▸ Directive
Retype every entry word for word.

▸ Data entries
— START —
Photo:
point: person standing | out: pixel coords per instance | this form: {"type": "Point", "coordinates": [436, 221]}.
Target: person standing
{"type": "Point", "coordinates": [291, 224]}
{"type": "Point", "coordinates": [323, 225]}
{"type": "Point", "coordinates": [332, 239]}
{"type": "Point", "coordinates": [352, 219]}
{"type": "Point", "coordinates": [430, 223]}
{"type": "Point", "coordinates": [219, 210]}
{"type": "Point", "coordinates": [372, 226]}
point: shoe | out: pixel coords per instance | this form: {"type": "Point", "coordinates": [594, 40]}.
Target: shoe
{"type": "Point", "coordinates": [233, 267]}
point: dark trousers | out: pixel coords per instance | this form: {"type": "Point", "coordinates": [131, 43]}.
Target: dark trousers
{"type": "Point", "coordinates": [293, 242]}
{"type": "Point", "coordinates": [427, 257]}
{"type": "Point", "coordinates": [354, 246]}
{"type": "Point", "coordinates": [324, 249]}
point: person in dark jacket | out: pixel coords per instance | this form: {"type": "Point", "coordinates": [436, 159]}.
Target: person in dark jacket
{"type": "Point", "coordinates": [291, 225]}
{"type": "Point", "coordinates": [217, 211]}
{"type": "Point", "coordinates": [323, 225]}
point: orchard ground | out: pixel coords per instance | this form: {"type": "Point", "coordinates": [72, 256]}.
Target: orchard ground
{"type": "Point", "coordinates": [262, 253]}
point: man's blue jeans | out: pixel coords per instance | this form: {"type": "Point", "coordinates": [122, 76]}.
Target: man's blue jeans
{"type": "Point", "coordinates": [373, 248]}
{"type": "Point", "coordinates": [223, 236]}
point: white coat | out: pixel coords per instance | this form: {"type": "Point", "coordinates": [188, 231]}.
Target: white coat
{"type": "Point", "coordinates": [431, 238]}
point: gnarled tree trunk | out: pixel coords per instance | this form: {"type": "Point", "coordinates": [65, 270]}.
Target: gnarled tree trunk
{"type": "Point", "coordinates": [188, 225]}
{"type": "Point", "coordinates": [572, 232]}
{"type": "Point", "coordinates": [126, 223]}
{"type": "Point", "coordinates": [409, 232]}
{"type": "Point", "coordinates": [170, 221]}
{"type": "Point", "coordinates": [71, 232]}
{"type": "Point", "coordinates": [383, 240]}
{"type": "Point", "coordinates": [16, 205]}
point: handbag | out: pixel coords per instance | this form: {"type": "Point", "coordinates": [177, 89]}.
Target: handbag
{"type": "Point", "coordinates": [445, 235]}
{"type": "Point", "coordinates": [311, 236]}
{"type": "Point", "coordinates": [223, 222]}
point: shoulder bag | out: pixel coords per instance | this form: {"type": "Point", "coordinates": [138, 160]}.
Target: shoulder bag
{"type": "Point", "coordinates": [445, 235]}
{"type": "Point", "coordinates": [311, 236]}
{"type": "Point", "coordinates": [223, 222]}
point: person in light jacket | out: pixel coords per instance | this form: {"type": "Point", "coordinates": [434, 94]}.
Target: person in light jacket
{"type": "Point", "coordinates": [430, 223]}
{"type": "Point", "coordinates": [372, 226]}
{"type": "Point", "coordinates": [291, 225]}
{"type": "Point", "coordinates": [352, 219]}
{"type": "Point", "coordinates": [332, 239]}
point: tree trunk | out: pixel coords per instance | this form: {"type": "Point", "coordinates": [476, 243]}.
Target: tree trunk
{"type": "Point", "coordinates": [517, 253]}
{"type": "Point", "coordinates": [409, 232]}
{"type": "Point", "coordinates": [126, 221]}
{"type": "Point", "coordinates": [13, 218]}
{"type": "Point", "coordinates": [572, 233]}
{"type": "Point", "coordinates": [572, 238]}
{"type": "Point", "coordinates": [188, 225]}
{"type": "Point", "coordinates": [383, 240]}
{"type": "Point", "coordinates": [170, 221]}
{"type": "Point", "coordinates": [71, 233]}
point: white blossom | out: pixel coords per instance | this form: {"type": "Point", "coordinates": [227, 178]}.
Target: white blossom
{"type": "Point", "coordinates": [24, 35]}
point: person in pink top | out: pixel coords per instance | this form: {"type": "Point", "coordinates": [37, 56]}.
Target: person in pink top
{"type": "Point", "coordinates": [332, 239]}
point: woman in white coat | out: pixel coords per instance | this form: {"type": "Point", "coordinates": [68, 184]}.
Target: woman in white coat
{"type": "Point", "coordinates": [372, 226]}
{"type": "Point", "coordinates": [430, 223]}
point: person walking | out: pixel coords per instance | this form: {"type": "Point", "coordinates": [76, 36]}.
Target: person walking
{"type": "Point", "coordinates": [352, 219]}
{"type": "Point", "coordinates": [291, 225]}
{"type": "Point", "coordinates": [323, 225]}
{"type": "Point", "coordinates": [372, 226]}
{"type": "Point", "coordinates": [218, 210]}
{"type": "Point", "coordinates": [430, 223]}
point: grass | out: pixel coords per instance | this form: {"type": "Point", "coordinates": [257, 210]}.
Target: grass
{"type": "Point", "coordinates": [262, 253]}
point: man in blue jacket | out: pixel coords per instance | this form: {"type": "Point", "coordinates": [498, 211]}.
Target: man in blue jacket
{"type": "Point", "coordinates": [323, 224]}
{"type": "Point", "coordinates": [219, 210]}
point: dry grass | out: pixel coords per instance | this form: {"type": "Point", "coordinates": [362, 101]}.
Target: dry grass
— END —
▸ Complete response
Photo:
point: person standing | out: pixel coords per instance | this form: {"type": "Point", "coordinates": [436, 221]}.
Target: person standing
{"type": "Point", "coordinates": [291, 224]}
{"type": "Point", "coordinates": [323, 225]}
{"type": "Point", "coordinates": [332, 239]}
{"type": "Point", "coordinates": [352, 219]}
{"type": "Point", "coordinates": [430, 223]}
{"type": "Point", "coordinates": [219, 210]}
{"type": "Point", "coordinates": [372, 226]}
point: shoe | out: pixel coords per instance | this form: {"type": "Point", "coordinates": [594, 40]}.
Target: shoe
{"type": "Point", "coordinates": [233, 267]}
point: dark trousers | out: pixel coords per instance | this form: {"type": "Point", "coordinates": [131, 43]}.
Target: dark trousers
{"type": "Point", "coordinates": [293, 242]}
{"type": "Point", "coordinates": [427, 257]}
{"type": "Point", "coordinates": [354, 246]}
{"type": "Point", "coordinates": [324, 249]}
point: person in dark jacket | out: pixel coords per instance | this form: {"type": "Point", "coordinates": [436, 159]}.
Target: person in dark jacket
{"type": "Point", "coordinates": [291, 225]}
{"type": "Point", "coordinates": [217, 211]}
{"type": "Point", "coordinates": [323, 225]}
point: orchard ground | out: pixel coords per instance | this form: {"type": "Point", "coordinates": [72, 256]}.
Target: orchard ground
{"type": "Point", "coordinates": [262, 253]}
point: man's blue jeans | out: pixel coords per instance | this form: {"type": "Point", "coordinates": [122, 76]}.
Target: man's blue jeans
{"type": "Point", "coordinates": [373, 248]}
{"type": "Point", "coordinates": [223, 236]}
point: white coat | out: pixel coords per instance | this form: {"type": "Point", "coordinates": [188, 231]}.
Target: white coat
{"type": "Point", "coordinates": [431, 238]}
point: gnarled tree trunk | out: pixel coords per instance | this form: {"type": "Point", "coordinates": [65, 270]}.
Target: gnarled tree trunk
{"type": "Point", "coordinates": [188, 225]}
{"type": "Point", "coordinates": [572, 232]}
{"type": "Point", "coordinates": [126, 223]}
{"type": "Point", "coordinates": [409, 232]}
{"type": "Point", "coordinates": [170, 221]}
{"type": "Point", "coordinates": [71, 232]}
{"type": "Point", "coordinates": [383, 240]}
{"type": "Point", "coordinates": [16, 205]}
point: handbag | out: pixel coords per instance | this form: {"type": "Point", "coordinates": [177, 89]}.
Target: handbag
{"type": "Point", "coordinates": [445, 235]}
{"type": "Point", "coordinates": [311, 236]}
{"type": "Point", "coordinates": [223, 222]}
point: shoulder bag | out: pixel coords per instance | this form: {"type": "Point", "coordinates": [138, 160]}.
Target: shoulder bag
{"type": "Point", "coordinates": [445, 235]}
{"type": "Point", "coordinates": [311, 236]}
{"type": "Point", "coordinates": [223, 222]}
point: person in light jacket | out: pixel coords per instance | this form: {"type": "Point", "coordinates": [434, 94]}.
Target: person in light jacket
{"type": "Point", "coordinates": [430, 223]}
{"type": "Point", "coordinates": [372, 226]}
{"type": "Point", "coordinates": [291, 225]}
{"type": "Point", "coordinates": [352, 219]}
{"type": "Point", "coordinates": [332, 239]}
point: tree trunk | out: pixel coords per instance | this form: {"type": "Point", "coordinates": [476, 243]}.
Target: tree trunk
{"type": "Point", "coordinates": [517, 253]}
{"type": "Point", "coordinates": [409, 232]}
{"type": "Point", "coordinates": [126, 221]}
{"type": "Point", "coordinates": [13, 218]}
{"type": "Point", "coordinates": [572, 233]}
{"type": "Point", "coordinates": [572, 238]}
{"type": "Point", "coordinates": [188, 225]}
{"type": "Point", "coordinates": [383, 240]}
{"type": "Point", "coordinates": [170, 221]}
{"type": "Point", "coordinates": [71, 233]}
point: white blossom | out: pixel coords per instance | this form: {"type": "Point", "coordinates": [227, 178]}.
Target: white blossom
{"type": "Point", "coordinates": [24, 35]}
point: person in pink top | out: pixel coords per instance | this form: {"type": "Point", "coordinates": [37, 56]}.
Target: person in pink top
{"type": "Point", "coordinates": [332, 239]}
point: woman in white coat | out: pixel coords per instance | this form: {"type": "Point", "coordinates": [68, 184]}.
Target: woman in white coat
{"type": "Point", "coordinates": [372, 226]}
{"type": "Point", "coordinates": [430, 223]}
point: person walking | out: pixel coords per instance | this form: {"type": "Point", "coordinates": [76, 36]}.
Target: person walking
{"type": "Point", "coordinates": [352, 219]}
{"type": "Point", "coordinates": [291, 225]}
{"type": "Point", "coordinates": [323, 225]}
{"type": "Point", "coordinates": [372, 226]}
{"type": "Point", "coordinates": [218, 210]}
{"type": "Point", "coordinates": [430, 223]}
point: grass | out: pixel coords per instance | this form: {"type": "Point", "coordinates": [257, 210]}.
Target: grass
{"type": "Point", "coordinates": [262, 253]}
point: man in blue jacket | out: pixel coords per instance | this form: {"type": "Point", "coordinates": [498, 211]}.
Target: man in blue jacket
{"type": "Point", "coordinates": [323, 224]}
{"type": "Point", "coordinates": [219, 210]}
point: dry grass | out: pixel coords per instance | this form: {"type": "Point", "coordinates": [362, 101]}.
Target: dry grass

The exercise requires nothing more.